# Work to complete
Repeat the part of the Cerebras PyTorch guide starting at "model = Model()" and ending at "compiled_model = cstorch.compile(model, backend)", changing "eagerly" to "all at once".

# Extract to read
Our typical workflow involves using a training script provided in the Cerebras Model Zoo. However, if that training loop is insufficient for your model needs, you may write your own training loop using the Cerebras PyTorch API.
The following steps will only take you through the absolute minimum code required to run a simple, small model on the Cerebras Wafer Scale Cluster. To extend the script to feature things like learning rate scheduling, gradient scaling, etc. please continue to the further reading section to learn more about these topics.
Prerequisites
You have installed the cerebras.pytorch package in your environment.
Validate the Package Installation
Run the following command to validate that cerebras.pytorch package is installed correctly:
import cerebras.pytorch as cstorch
From here on, we will be using cstorch
as the alias for cerebras.pytorch
To configure the Cerebras Wafer-Scale cluster, construct a ClusterConfig
object, then use that to construct a backend
object:
cluster_config = cstorch.distributed.ClusterConfig(
max_wgt_servers=1,
max_act_per_csx=1,
num_workers_per_csx=1,
)
backend = cstorch.backend(
"CSX",
cluster_config=cluster_config,
)
See the class documentation for ClusterConfig
to view all configurable options.
Most options have reasonable defaults and do not need to be changed.
Define Your Model
When using the Cerebras PyTorch API, define your model in the same way you would in a Vanilla PyTorch workflow:
import torch
import torch.nn.functional as F
class Model(torch.nn.Module):
def __init__(self):
super().__init__()
self.fc1 = torch.nn.Linear(784, 256)
self.fc2 = torch.nn.Linear(256, 10)
def forward(self, inputs):
inputs = torch.flatten(inputs, 1)
outputs = F.relu(self.fc1(inputs))
return F.relu(self.fc2(outputs))
model = Model()
Weight initialization for large models can cause out-of-memory errors. Not only that, but initializing extremely large models eagerly can be very slow. See the page on Efficient weight initialization to see how to work around this issue.
Compile Your Model
Once the model has been instantiated, compile the model by calling the cerebras.pytorch.compile
, for example:
compiled_model = cstorch.compile(model, backend)
The call to cstorch.compile
doesn’t actually compile the model. Similar to torch.compile
it only prepares the model for compilation. Compilation only happens after the first iteration, once the input shapes are known.
Optimize Model Parameters
To optimize model parameters using the Cerebras Wafer-Scale cluster, you must use a Cerebras-compliant optimizer. There are exact drop-in replacements for all commonly used optimizers available in cerebras.pytorch.optim, for example:
optimizer = cstorch.optim.SGD(model.parameters(), lr=0.001, momentum=0.9)

# Listed records
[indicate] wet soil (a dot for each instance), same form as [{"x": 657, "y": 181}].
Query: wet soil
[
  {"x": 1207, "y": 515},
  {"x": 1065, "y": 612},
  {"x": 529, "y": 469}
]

# Task output
model = Model()
Weight initialization for large models can cause out-of-memory errors. Not only that, but initializing extremely large models all at once can be very slow. See the page on Efficient weight initialization to see how to work around this issue.
Compile Your Model
Once the model has been instantiated, compile the model by calling the cerebras.pytorch.compile
, for example:
compiled_model = cstorch.compile(model, backend)